§ **Do this**: Reproduce the stretch of the forum thread on regex with binvar from "I'm currently working" through "1, %len = $bvar($1, 0)".
=== Given passage ===
Re: regex with binvar [Re: Wims] #261944 15/12/17 04:42 PM
Joined: Jul 2013
Posts: 27
K
kikuchi Offline
Ameglian cow
Offline
Ameglian cow
K
Joined: Jul 2013
Posts: 27
I also support this suggestion.

Re: regex with binvar [Re: Wims] #266720 21/01/20 01:08 PM
Joined: Apr 2010
Posts: 945
F
FroggieDaFrog Offline
Hoopy frood
Offline
Hoopy frood
F
Joined: Apr 2010
Posts: 945
Bumping this thread as Im in need of this feature


I'm currently working on an HTTP implementation. Within that implementation I need to verify header values are formatted correctly; A header's value is stored in a bvar and can be over the ~8k string-length limit imposed.

I need to check if the header's value only contains values in the ASCII range(1-126). Currently this requires a (slow) loop for what amounts to a OR check of values:
Code
alias isAscii {
  if (!$bvar($1, 0)) {
    return $false
  }

  var %x = 1, %len = $bvar($1, 0)
  while (%x < %len) {
    inc %x
    if ($bvar($1, %x) == 0 || $v1 > 126) {
      return $false
    }
  }

  return $true
}




To amend Wim's suggestion what I'd like to see is:
Code
$bfind(&binvar, start-position, [end-position], [name], pattern).regex
  Returns the starting position of the first found match

  &binvar
    The bvar to search

  start-position
    The starting position of which the search should begin
    Must be an integer value

  end-position - Optional
    The end position of which the search should stop
    Must be an integer value

  name - Optional
    The regex-name to use when referencing the match list via $regml()
    Must not be a numerical value

  pattern
    The regex pattern

  .regex
    Indicates a regex pattern has been specified


$breplace(&binvar, substring, newstring...)
=== Supplied data ===
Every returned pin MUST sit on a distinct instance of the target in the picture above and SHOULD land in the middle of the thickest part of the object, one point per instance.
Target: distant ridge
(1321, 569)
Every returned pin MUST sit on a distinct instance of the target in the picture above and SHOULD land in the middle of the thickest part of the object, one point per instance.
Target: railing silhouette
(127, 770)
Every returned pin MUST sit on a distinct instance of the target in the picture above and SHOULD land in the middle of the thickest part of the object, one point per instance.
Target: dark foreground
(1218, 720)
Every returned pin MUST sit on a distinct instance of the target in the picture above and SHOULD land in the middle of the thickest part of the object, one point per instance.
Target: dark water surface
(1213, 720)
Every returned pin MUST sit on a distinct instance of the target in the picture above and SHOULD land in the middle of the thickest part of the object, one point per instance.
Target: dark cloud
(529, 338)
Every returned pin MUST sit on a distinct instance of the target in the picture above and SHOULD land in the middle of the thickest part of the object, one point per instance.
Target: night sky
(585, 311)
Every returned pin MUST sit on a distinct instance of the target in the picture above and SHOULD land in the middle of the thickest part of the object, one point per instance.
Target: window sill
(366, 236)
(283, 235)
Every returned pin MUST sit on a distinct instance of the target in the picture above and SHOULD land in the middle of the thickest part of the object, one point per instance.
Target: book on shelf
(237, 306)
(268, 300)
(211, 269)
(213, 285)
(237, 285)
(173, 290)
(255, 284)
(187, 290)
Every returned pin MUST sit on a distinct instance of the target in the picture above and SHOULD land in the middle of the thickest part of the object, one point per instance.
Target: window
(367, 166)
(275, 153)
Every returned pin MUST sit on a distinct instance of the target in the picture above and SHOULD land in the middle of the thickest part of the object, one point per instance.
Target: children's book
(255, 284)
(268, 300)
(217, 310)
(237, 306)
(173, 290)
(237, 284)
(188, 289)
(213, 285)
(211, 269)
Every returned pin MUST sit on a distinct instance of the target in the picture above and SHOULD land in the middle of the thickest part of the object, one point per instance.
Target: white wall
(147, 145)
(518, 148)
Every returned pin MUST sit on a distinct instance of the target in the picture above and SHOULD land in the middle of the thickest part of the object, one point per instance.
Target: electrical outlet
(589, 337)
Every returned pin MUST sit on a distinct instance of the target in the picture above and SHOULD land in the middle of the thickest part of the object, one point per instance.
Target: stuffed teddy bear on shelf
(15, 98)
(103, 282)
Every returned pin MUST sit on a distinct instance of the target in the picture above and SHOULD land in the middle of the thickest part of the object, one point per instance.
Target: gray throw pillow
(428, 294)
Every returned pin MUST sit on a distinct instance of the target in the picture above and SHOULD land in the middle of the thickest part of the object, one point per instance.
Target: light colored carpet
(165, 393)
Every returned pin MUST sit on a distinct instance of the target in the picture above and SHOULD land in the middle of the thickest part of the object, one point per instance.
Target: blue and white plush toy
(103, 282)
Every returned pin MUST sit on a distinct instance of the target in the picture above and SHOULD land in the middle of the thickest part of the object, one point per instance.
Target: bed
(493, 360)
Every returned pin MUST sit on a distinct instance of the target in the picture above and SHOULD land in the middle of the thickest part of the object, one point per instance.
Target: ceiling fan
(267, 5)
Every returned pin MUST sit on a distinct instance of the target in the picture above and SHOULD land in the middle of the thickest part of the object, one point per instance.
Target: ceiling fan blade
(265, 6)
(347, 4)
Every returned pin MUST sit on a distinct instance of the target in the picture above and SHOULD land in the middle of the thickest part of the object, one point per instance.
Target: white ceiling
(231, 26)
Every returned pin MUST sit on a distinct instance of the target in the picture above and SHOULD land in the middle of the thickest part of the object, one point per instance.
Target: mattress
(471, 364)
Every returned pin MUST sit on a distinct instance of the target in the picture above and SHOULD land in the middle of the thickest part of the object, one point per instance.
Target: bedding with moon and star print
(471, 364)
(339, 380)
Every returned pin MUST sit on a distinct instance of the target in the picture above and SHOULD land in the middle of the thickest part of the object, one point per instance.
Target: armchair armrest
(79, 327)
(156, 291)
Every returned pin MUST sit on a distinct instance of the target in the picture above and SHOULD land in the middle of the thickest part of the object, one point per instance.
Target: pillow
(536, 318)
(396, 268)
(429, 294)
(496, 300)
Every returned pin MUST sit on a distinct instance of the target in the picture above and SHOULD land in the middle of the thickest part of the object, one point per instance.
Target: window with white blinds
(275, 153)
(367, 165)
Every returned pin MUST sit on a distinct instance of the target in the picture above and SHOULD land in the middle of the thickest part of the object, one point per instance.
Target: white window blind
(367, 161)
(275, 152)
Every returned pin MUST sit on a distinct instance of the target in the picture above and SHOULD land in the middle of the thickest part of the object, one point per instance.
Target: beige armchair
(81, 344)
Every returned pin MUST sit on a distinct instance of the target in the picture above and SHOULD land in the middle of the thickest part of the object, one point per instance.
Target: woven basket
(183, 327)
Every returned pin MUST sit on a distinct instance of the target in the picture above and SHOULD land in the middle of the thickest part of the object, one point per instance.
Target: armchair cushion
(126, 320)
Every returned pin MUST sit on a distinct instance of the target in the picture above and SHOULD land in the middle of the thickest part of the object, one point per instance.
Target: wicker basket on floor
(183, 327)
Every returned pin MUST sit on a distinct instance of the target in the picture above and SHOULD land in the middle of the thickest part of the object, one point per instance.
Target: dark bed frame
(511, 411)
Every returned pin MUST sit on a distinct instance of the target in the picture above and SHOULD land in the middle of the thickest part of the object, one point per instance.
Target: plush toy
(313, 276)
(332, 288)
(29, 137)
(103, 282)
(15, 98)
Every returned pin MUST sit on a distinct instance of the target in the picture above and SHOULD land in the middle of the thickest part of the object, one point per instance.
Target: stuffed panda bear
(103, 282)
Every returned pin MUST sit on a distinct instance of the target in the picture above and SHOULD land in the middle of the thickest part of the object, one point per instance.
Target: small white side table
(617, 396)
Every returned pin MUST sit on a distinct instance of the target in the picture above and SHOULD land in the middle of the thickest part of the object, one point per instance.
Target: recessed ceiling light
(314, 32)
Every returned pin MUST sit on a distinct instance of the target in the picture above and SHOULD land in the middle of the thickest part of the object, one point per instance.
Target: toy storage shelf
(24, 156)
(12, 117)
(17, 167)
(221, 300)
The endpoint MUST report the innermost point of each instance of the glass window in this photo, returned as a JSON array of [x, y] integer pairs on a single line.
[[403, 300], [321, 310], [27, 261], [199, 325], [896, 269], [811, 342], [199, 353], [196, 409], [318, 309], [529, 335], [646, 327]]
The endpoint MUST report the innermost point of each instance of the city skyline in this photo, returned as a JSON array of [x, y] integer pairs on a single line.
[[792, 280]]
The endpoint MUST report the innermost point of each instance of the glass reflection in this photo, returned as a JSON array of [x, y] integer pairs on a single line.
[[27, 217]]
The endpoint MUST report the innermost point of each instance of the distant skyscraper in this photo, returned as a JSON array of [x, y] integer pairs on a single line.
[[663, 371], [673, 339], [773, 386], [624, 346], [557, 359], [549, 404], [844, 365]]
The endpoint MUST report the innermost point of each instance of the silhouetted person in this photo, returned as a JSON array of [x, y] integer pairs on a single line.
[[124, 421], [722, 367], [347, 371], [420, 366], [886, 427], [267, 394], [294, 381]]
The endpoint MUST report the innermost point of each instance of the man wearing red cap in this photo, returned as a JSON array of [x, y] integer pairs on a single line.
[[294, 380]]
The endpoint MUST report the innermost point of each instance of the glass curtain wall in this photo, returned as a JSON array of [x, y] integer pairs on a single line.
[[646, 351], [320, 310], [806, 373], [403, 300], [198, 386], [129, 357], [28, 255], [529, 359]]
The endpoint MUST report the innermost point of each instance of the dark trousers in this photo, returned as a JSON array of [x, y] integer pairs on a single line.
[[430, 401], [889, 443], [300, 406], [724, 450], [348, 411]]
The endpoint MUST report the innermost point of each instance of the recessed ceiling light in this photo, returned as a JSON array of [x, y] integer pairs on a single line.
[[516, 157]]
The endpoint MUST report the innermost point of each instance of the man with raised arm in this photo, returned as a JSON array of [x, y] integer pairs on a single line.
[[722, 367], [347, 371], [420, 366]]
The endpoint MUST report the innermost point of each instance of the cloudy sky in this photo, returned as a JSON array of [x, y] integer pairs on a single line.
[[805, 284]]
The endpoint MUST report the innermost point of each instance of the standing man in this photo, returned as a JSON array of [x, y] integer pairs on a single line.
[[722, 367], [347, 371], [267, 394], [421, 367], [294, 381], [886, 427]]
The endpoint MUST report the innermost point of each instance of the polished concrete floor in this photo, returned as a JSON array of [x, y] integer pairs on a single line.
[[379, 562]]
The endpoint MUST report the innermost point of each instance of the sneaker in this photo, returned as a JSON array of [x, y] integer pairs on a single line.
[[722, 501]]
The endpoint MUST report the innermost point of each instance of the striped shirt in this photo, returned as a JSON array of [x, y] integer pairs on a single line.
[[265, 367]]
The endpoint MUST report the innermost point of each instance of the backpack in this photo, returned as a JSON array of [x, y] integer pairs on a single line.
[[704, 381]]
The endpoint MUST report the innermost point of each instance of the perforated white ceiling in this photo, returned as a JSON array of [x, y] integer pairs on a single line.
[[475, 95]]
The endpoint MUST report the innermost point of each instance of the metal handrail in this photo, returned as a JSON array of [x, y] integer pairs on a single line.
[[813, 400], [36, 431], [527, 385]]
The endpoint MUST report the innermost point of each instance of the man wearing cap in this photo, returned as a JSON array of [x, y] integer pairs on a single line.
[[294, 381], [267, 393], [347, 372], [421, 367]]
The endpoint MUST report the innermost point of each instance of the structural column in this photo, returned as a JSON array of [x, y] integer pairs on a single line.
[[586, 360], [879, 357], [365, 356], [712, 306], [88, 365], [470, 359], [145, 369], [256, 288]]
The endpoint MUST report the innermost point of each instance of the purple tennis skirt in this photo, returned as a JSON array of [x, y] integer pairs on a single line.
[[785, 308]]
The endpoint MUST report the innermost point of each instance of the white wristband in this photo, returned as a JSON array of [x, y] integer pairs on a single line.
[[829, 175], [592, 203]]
===
§ **The output**:
I'm currently working on an HTTP implementation. Within that implementation I need to verify header values are formatted correctly; A header's value is stored in a bvar and can be over the ~8k string-length limit imposed.

I need to check if the header's value only contains values in the ASCII range(1-126). Currently this requires a (slow) loop for what amounts to a OR check of values:
Code
alias isAscii {
  if (!$bvar($1, 0)) {
    return $false
  }

  var %x = 1, %len = $bvar($1, 0)